(Beginning of DATA PROVIDED)

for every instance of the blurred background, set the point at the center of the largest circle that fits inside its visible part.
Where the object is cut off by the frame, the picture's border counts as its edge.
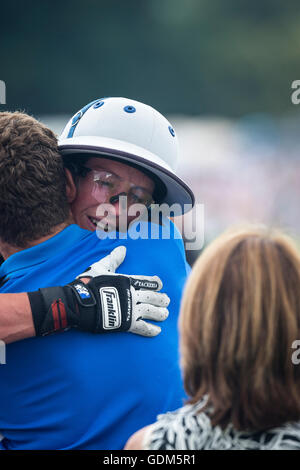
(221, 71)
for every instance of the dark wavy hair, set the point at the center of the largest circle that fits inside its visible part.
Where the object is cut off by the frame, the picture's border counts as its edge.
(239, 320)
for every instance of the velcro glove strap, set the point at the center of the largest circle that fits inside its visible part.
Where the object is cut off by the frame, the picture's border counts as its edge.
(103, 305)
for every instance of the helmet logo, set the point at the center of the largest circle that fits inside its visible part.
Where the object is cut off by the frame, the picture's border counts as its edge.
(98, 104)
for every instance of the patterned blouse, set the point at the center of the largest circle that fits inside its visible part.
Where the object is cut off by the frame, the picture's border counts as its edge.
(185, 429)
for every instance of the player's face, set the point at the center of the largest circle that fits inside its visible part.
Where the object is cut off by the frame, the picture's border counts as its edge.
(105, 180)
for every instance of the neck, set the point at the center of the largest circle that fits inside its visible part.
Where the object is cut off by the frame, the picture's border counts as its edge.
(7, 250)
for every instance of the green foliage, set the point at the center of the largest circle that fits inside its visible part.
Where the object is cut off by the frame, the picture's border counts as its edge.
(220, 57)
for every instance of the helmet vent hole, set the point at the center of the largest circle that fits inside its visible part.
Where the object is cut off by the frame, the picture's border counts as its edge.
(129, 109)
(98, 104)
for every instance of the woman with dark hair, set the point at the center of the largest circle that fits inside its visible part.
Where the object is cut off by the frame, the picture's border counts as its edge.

(End of DATA PROVIDED)
(Beginning of DATA PROVIDED)

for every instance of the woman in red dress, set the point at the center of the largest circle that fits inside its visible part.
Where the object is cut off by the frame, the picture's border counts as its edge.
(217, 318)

(End of DATA PROVIDED)
(Beginning of DATA PROVIDED)

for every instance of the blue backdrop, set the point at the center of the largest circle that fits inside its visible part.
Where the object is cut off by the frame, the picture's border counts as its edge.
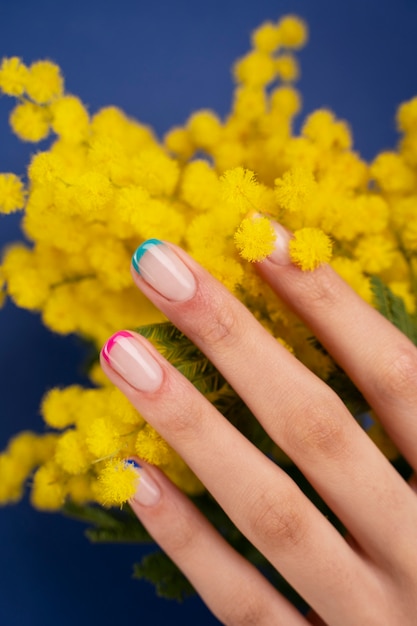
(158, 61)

(End of DATA PROVIDED)

## ACTION ITEM
Scan the entries and show every line in which the word "helmet" is found.

## OUTPUT OF THE TASK
for every instance of the helmet logo, set the point at the center of the largest circle that fits inside its visible part.
for every instance of the helmet vent hole, set the point at the center of the largest circle that fits inside its visible part.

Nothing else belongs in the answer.